* **Instructions**
(A) Repeat word for word everything in the 'Save Kerala' blog post from "We are back" down to "are trying hard.".
(B) Carry on the 'Save Kerala' blog post about the demolition drive from the point where it stops.
+++ Passage shown +++
THE 'SAVE KERALA' INITIATIVE

THE 'SAVE KERALA' INITIATIVE

Sunday, June 24, 2007

Kerala This Week, Vol 3, June 2007

We are back at work after a short break due to some personal reasons. During the break we received so many comments and compliments from readers we never knew existed. One fan requires special mention here for his undying support to this initiative. He was sweet enough to wish "may this blog blow up into oblivion". Please rest assured that we are trying hard.

Talking about blowing up, destruction and such things, "demolition" has been the word thats been reverberating across Kerala the last few weeks. First it was huts, then resorts, followed by boundary walls, shops and then a few houses. As the demolition got nearer to the bigger and real thugs in the business, aka the politicians and the political parties, the much hyped and advertised "clean-up" drive of our dear CM gathered enough moss. So much so that he issued a grand order to exempt political parties who have encroached land to be exempt from action. He went on to declare that some of the documents of land owners where his own rampaging Special Task Force invaded, may have been legal and they may have made a mistake.
+++ Dataset excerpts +++
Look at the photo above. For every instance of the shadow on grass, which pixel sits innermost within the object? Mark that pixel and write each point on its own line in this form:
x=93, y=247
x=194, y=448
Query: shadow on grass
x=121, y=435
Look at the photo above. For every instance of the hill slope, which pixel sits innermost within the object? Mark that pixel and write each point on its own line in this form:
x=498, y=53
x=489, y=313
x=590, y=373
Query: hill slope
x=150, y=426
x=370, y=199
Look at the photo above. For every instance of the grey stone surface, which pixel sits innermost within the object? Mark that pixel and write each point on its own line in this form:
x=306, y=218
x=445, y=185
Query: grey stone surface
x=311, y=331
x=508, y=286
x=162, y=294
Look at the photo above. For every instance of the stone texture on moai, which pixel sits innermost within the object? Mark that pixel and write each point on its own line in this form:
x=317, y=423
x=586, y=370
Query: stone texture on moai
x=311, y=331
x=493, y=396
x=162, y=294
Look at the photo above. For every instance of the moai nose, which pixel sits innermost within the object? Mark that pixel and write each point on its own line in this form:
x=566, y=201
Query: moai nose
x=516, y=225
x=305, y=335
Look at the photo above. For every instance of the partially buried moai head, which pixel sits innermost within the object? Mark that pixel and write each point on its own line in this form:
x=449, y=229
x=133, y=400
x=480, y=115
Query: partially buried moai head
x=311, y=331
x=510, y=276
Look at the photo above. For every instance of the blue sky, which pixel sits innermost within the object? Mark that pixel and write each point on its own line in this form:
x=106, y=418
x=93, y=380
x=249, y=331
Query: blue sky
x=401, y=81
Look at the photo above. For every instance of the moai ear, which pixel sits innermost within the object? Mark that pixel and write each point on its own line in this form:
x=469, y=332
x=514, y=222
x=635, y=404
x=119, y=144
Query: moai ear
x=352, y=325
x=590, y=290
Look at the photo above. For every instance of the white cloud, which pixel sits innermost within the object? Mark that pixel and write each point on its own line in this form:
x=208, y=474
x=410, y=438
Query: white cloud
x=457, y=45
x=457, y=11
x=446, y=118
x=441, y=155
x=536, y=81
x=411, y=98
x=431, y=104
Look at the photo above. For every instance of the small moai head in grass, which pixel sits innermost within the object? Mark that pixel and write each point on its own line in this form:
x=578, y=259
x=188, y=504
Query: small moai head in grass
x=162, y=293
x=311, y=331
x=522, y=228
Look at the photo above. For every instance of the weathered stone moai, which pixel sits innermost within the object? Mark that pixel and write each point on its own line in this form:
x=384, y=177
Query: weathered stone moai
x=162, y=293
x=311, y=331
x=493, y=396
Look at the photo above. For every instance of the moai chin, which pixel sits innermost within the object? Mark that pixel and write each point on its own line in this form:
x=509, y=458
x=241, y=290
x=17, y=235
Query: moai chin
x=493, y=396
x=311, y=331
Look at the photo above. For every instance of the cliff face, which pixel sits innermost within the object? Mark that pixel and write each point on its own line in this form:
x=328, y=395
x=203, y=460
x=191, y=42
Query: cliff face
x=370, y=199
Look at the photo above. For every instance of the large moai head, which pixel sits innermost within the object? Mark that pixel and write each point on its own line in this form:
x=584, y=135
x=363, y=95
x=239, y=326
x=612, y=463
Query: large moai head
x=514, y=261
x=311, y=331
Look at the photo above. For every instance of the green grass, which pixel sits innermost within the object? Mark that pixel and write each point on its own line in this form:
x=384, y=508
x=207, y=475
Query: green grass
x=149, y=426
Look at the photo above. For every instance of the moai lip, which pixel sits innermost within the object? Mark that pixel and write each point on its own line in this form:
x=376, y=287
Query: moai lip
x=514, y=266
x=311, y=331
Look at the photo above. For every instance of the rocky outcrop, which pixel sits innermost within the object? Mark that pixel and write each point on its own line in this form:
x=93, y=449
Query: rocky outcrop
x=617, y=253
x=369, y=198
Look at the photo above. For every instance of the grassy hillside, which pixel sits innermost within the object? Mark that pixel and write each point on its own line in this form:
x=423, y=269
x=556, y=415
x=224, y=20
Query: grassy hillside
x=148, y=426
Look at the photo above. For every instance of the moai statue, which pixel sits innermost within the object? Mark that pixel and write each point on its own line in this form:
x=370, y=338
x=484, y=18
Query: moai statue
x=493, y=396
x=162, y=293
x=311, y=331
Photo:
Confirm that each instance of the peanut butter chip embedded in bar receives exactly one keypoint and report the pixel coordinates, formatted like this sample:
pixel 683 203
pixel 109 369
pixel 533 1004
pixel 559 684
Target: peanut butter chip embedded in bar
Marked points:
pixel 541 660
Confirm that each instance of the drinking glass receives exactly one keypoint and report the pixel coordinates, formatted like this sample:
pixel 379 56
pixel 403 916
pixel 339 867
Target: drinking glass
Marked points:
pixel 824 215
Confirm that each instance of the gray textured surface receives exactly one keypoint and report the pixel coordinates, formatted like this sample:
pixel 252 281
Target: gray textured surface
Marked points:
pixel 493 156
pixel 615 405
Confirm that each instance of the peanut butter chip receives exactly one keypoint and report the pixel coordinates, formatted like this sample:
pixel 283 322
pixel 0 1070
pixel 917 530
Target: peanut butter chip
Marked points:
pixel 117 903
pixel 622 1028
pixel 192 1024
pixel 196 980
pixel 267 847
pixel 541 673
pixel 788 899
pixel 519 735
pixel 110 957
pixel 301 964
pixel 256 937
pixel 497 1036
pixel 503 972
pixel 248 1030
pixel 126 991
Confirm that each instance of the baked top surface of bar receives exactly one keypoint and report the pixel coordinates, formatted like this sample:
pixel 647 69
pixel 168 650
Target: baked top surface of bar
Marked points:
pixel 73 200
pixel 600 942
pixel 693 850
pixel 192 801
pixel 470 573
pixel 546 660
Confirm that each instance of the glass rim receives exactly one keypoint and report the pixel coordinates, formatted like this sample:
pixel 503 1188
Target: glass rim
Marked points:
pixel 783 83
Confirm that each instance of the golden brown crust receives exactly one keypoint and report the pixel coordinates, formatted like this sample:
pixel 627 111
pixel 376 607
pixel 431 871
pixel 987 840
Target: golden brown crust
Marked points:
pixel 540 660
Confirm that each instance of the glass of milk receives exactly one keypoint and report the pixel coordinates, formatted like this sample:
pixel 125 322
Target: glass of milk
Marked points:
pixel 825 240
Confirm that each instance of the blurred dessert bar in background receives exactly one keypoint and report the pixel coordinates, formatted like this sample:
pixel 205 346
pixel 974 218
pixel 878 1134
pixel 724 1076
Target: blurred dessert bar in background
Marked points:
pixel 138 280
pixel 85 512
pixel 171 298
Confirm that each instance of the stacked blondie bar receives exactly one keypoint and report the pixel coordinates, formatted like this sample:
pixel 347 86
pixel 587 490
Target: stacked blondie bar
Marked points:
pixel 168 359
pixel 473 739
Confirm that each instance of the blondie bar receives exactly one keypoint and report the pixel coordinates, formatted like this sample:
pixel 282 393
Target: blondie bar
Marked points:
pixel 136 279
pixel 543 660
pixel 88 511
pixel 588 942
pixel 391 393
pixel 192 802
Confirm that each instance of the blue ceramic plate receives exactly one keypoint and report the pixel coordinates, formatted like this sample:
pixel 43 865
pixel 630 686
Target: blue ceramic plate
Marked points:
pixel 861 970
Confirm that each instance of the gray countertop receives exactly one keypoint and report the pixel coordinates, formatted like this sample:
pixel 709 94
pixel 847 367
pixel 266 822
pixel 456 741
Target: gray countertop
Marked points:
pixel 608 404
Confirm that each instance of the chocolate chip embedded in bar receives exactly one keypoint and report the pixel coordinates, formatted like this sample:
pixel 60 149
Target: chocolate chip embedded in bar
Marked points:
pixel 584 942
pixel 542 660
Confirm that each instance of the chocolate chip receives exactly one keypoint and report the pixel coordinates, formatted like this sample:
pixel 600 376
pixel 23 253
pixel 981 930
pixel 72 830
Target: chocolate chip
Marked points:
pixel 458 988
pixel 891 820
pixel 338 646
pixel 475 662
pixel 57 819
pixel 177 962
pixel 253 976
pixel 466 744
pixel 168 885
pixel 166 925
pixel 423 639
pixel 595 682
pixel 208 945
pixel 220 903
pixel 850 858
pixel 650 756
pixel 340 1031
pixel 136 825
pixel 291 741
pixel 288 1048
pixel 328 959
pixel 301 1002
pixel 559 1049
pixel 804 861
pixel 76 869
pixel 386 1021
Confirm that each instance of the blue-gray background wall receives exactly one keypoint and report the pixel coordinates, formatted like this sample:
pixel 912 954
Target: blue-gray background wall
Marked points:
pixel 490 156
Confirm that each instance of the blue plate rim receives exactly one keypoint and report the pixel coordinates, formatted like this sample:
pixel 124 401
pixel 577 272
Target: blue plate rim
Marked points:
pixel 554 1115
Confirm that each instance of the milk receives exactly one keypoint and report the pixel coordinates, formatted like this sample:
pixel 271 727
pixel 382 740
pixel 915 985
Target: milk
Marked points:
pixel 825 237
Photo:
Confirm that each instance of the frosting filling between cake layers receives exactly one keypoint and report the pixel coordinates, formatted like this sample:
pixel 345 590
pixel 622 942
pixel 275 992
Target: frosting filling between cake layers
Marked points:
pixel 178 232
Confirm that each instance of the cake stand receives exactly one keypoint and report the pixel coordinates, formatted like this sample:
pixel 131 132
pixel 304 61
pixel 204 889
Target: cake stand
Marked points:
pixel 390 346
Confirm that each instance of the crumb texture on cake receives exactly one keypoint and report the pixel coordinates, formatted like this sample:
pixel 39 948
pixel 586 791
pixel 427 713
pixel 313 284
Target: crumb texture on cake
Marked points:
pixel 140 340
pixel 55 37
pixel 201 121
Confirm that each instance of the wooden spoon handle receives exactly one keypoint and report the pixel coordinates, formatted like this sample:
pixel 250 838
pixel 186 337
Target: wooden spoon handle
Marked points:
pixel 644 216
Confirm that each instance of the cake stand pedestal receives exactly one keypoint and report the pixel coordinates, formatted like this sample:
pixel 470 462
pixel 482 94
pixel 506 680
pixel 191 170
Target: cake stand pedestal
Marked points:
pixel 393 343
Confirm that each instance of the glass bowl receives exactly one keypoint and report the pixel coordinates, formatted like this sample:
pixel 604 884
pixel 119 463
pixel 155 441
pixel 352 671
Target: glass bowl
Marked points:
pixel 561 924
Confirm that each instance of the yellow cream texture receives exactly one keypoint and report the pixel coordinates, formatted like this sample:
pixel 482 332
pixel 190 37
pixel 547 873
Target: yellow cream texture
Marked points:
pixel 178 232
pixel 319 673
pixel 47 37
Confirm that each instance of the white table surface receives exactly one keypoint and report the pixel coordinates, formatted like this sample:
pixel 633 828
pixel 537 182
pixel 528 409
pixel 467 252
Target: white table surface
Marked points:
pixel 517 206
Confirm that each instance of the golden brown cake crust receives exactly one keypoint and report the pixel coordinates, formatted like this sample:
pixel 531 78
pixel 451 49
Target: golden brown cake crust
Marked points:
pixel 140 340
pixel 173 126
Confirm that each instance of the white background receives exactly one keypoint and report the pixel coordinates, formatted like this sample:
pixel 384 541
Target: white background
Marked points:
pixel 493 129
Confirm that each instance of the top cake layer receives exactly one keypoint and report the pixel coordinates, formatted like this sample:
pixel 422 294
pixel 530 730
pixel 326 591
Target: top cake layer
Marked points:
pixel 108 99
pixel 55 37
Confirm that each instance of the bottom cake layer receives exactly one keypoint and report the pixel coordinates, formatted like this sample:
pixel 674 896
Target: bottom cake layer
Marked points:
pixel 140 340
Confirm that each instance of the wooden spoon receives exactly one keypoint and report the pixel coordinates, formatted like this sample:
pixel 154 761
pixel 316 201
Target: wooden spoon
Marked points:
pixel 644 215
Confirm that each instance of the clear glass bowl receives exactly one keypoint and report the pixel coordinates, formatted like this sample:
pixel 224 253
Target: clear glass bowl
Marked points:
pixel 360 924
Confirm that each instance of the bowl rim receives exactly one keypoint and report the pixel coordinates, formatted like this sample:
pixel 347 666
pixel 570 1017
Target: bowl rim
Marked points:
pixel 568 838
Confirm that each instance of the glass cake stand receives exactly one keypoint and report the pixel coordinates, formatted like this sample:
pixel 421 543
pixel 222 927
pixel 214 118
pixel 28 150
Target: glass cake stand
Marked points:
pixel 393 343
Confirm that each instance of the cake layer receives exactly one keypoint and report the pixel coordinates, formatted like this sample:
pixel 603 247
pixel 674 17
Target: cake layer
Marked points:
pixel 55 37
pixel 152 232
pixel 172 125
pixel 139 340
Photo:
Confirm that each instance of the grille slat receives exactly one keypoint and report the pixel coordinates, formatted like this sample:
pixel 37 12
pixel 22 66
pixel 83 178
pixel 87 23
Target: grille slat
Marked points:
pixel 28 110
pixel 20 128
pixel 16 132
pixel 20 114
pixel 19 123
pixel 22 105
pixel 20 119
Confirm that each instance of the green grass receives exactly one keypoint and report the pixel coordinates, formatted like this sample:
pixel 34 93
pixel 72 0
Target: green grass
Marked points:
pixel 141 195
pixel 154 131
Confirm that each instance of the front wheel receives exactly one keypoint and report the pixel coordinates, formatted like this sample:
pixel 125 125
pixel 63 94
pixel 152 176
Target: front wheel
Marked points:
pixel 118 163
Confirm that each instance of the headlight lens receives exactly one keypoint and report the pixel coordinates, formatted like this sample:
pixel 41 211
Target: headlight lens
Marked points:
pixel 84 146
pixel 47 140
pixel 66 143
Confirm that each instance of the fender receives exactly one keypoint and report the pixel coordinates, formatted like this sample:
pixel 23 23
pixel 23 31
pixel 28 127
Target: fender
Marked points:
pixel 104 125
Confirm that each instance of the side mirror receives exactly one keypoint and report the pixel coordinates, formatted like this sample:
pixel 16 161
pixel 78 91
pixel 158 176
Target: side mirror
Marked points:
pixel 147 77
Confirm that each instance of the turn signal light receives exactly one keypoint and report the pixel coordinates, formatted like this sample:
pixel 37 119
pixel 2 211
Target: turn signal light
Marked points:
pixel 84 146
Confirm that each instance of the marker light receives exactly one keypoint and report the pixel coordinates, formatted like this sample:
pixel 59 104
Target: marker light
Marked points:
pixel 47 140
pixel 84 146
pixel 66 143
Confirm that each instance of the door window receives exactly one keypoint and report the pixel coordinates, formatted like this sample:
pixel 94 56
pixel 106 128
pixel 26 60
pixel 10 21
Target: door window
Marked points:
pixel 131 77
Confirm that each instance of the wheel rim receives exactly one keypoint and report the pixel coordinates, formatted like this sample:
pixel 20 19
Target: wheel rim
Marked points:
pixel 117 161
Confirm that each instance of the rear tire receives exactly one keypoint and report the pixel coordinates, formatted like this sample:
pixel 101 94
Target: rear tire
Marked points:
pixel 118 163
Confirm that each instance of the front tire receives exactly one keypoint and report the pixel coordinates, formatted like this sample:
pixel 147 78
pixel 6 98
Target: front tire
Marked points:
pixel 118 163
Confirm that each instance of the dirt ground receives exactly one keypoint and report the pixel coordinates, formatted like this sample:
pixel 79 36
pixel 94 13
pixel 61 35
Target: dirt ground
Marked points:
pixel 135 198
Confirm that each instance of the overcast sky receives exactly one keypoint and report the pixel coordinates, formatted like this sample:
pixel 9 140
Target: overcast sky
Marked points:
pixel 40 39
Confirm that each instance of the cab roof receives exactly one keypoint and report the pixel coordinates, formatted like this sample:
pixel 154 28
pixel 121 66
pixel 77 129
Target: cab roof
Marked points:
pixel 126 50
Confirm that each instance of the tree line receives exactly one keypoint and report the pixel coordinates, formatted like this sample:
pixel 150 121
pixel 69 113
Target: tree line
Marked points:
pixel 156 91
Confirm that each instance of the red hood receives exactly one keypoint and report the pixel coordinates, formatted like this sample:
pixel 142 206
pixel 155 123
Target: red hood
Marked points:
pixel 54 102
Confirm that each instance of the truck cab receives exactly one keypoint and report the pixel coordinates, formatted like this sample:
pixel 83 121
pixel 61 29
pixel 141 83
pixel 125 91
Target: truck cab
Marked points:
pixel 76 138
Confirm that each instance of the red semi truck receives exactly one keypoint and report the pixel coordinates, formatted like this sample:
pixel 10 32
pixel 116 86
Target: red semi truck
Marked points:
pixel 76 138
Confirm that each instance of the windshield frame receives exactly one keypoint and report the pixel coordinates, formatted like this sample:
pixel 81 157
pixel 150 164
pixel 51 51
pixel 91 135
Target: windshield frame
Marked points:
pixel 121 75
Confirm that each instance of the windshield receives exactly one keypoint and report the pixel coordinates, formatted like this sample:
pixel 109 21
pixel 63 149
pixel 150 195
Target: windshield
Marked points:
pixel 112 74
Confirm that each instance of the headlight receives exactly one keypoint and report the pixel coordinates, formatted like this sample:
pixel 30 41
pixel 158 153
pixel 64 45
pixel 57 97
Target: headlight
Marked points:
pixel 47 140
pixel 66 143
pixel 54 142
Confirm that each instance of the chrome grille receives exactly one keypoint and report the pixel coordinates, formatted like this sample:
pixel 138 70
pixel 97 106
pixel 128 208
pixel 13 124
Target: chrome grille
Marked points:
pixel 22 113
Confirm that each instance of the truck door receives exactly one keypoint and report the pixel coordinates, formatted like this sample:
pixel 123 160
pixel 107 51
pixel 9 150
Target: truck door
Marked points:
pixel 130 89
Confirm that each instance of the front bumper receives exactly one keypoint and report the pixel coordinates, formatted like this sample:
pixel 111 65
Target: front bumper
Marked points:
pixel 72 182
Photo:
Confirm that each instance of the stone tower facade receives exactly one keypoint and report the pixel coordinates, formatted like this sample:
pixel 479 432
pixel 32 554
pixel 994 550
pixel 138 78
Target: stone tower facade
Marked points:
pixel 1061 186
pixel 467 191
+++
* **Answers**
(A)
We are back at work after a short break due to some personal reasons. During the break we received so many comments and compliments from readers we never knew existed. One fan requires special mention here for his undying support to this initiative. He was sweet enough to wish "may this blog blow up into oblivion". Please rest assured that we are trying hard.

(B)
Tearing down property worth crores now seems more ridiculous than ever, and the whole motive of the demolition drive now seems shady. How can political parties be exempted? How can there be different sets of rules for different groups? Is this all just a part of a grand plan to fool the people? Or was it just an extension of the Pinarayi versus Achuthanandan tussle? Anyway, apart from the joy the sights of the now infamous "JCB" at work brought to the gossippy unemployed malayali crowds, the only outcome of the drive so far has been tonnes of rubble lying across Kerala. Literate Kerala making progress?

The one good thing that happened as a result of the "attempt" to retrieve the land encroached by the CPI was that Keralites got to see our own "hep" MP from Trivandrum, who had disappeared to Delhi some time last year, back in action. An outraged Mr Tvm MP, with gelled slick hairstyle, surfaced at an undisclosed location in Kerala and screamed on TV that the party buildings are made from the blood of the party workers and "nobody dare touch 'em". Nobody messes with him. Not even the STF. And there ended the great demolition drive.

Monsoon finally arrived in Kerala. And as usual, it was much later than what the Met department predicted. At last count, over 20 people were killed. While the Government is busy preparing to welcome tourists in the name of 'Monsoon Tourism', which is a very good thing, it would have been great if they could spend some money to ensure that people and property can be better protected from heavy rains.

I guess rain is a problem that political parties cant blame eachother for. Imagine a leftie minister saying "Chandy is responsible for this heavy rain that has resulted in so many deaths" or "the previous UDF government is responsible for this loss". But I guess thats also possible since we have heard worse.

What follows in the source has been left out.